● **Exercise prompt**:
All lines from the line containing "Target: dark suv" up to and including the last line of the entries must be written out exactly, with no others.
*** Records provided Section Begins ***
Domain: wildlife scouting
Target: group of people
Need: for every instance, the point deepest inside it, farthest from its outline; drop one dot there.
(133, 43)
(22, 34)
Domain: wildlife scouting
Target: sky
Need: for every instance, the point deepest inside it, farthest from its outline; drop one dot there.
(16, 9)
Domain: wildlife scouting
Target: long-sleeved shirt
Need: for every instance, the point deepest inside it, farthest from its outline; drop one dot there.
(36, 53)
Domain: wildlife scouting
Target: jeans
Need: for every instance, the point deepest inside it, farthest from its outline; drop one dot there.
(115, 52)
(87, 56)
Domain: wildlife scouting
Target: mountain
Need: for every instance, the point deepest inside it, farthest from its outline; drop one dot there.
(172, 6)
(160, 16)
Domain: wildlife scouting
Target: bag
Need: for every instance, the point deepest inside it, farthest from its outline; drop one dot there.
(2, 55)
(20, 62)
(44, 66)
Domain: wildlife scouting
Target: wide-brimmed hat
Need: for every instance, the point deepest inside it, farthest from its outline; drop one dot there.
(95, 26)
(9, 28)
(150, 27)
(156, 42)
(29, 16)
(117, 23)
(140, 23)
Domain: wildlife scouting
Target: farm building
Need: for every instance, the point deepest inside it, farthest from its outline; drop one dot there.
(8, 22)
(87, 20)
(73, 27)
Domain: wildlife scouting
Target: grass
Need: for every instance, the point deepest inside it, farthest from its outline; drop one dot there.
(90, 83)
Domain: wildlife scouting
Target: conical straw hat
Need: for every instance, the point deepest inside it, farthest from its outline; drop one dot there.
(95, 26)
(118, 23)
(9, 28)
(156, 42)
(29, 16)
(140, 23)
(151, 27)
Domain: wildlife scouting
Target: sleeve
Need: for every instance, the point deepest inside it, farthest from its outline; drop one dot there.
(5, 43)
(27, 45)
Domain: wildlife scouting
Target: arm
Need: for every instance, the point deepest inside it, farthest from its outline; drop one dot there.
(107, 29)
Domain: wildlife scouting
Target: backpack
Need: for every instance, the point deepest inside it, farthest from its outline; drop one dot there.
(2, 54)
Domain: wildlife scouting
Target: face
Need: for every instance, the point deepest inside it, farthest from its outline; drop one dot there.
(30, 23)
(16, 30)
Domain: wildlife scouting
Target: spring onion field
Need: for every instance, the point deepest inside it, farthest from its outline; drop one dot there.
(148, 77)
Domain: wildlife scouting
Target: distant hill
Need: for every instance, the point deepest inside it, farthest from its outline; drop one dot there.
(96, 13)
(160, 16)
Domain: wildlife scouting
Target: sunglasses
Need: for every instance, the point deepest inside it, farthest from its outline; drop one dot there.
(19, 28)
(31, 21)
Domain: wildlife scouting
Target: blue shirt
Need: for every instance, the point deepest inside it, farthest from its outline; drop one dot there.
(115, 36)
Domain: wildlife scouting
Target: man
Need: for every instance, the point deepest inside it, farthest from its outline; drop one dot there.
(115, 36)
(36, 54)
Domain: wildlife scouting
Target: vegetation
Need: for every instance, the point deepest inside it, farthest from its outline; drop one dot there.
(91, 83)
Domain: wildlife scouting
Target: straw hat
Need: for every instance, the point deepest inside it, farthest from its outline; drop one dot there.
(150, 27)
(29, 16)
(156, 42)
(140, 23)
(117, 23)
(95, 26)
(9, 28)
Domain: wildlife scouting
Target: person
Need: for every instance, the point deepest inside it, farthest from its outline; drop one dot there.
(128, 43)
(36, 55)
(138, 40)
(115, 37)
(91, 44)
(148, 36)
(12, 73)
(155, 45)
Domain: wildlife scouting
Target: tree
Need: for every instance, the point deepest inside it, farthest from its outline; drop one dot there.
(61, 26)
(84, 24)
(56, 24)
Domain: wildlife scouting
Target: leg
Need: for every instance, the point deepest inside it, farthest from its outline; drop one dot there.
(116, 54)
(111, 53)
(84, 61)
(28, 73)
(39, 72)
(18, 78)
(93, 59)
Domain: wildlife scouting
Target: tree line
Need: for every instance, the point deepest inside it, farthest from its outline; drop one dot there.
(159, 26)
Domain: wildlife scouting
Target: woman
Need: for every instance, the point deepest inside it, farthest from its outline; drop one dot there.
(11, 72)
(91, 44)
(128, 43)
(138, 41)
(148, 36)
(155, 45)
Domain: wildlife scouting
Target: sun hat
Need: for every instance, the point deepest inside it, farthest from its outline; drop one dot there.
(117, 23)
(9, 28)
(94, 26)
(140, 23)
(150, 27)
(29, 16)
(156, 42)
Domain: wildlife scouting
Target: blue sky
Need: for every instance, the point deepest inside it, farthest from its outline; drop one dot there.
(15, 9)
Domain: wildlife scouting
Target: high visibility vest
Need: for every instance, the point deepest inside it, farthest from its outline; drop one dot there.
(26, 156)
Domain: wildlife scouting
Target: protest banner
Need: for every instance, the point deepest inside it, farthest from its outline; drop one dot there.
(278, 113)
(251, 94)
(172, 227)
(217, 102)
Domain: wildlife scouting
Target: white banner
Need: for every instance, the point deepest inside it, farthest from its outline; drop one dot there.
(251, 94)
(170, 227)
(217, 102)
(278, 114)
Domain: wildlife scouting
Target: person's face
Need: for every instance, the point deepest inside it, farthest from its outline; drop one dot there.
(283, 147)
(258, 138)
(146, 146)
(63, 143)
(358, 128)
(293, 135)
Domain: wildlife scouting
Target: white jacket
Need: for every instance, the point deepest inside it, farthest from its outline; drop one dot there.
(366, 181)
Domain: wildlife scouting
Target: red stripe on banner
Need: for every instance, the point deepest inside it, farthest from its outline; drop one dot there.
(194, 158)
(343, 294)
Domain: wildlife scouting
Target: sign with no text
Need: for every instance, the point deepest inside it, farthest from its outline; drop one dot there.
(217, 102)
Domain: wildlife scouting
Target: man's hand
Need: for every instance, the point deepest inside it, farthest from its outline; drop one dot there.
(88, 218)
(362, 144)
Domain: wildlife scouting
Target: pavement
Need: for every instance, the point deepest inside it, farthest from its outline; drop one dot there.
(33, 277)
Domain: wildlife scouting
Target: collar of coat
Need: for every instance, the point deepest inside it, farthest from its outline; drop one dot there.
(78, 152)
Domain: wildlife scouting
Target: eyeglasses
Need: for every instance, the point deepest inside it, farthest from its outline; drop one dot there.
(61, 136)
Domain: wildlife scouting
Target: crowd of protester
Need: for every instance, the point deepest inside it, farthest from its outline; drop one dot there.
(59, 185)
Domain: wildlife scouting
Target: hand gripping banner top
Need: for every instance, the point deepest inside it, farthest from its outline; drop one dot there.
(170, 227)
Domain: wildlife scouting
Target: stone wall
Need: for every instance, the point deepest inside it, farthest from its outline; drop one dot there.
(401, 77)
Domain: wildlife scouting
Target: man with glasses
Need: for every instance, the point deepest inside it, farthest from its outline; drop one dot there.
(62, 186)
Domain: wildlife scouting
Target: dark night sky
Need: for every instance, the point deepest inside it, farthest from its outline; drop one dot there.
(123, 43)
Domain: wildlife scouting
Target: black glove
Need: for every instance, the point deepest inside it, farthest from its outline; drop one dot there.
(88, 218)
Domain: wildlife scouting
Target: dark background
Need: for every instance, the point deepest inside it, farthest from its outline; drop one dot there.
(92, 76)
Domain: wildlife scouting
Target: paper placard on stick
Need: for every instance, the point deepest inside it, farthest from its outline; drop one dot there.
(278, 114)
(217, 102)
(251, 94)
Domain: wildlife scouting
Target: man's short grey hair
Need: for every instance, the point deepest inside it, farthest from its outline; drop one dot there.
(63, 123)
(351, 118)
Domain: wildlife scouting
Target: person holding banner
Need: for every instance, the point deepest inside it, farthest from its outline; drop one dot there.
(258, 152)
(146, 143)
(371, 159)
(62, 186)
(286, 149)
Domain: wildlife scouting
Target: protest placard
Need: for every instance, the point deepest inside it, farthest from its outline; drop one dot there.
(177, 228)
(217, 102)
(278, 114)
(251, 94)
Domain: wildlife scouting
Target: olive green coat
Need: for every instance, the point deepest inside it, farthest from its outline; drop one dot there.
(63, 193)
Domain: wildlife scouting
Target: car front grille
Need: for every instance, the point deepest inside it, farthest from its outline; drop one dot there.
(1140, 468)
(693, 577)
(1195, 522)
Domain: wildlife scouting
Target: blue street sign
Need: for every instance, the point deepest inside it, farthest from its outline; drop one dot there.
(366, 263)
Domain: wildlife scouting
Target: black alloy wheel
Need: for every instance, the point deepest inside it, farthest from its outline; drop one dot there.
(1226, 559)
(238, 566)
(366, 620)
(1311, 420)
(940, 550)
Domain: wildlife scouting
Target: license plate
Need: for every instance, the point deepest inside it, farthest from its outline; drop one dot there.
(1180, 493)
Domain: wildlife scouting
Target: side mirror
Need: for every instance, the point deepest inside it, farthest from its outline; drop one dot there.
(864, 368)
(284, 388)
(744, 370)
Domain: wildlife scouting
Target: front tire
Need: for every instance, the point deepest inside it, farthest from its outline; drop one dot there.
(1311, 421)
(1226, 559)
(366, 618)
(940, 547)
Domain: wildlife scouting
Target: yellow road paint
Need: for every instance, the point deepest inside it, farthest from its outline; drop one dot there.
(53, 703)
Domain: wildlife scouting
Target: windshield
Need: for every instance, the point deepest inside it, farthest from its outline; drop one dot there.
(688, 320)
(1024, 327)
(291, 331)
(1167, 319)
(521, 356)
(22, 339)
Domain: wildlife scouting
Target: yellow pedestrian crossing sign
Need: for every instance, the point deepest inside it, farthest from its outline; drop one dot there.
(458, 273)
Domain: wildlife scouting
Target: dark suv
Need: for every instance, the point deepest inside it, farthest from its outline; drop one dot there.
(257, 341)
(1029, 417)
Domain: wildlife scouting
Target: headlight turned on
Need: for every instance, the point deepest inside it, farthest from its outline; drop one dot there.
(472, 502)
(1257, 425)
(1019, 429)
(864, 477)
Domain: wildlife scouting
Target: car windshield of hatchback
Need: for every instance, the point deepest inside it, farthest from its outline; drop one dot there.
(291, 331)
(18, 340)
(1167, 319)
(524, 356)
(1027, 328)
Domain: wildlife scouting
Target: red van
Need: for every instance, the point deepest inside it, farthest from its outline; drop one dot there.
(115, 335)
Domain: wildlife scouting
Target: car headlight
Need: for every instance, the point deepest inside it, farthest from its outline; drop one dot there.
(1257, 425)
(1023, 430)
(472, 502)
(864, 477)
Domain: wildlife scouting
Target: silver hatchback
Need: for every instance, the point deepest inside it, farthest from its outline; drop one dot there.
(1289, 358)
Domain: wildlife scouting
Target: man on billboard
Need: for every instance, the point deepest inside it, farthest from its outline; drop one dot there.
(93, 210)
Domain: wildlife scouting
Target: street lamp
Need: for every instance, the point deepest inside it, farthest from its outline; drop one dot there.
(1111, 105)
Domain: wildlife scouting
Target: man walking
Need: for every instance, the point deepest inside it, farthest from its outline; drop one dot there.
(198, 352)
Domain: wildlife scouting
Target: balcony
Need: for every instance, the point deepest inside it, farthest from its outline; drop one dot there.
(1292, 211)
*** Records provided Section Ends ***
● **Task solution**:
Target: dark suv
Need: for every instance, the point deepest inside it, farthest from its outline; drop one dot there.
(257, 341)
(1029, 417)
Domain: wildlife scouting
Target: headlight turned on
Need: for every instance, the point deepest inside it, farthest from its outline; drop one dot there.
(472, 502)
(1257, 425)
(1019, 429)
(864, 477)
Domain: wildlife scouting
Target: car windshield of hatchback
Need: for every instance, the point deepest inside it, farthest from its outline; drop one dot there.
(291, 331)
(18, 340)
(1167, 319)
(524, 356)
(1027, 328)
Domain: wildlife scouting
Target: red van
Need: for every instance, the point deepest inside it, farthest from its outline; drop one dot there.
(115, 335)
Domain: wildlife scouting
Target: car headlight
Need: for every instance, the point deepest inside it, farthest from its outline; drop one dot there.
(1257, 425)
(1023, 430)
(472, 502)
(864, 477)
Domain: wildlife scouting
Target: silver hatchback
Need: for every instance, the point deepest inside it, farthest from its outline; drop one dot there.
(1289, 358)
Domain: wildlife scouting
Target: man on billboard
Need: for every instance, the point deepest inside it, farthest from its outline; drop one dot there.
(93, 210)
Domain: wildlife scouting
Target: street lamp
Need: for every instance, the point deepest inside it, farthest from its outline; drop one dot there.
(1111, 105)
Domain: wildlife scouting
Target: man walking
Need: for every instance, the point deepest inside it, farthest from its outline; drop one dot there.
(198, 352)
Domain: wildlife scouting
Target: balcony
Need: for every instance, the point deepest inside it, farthest from its outline; drop one dot there.
(1292, 211)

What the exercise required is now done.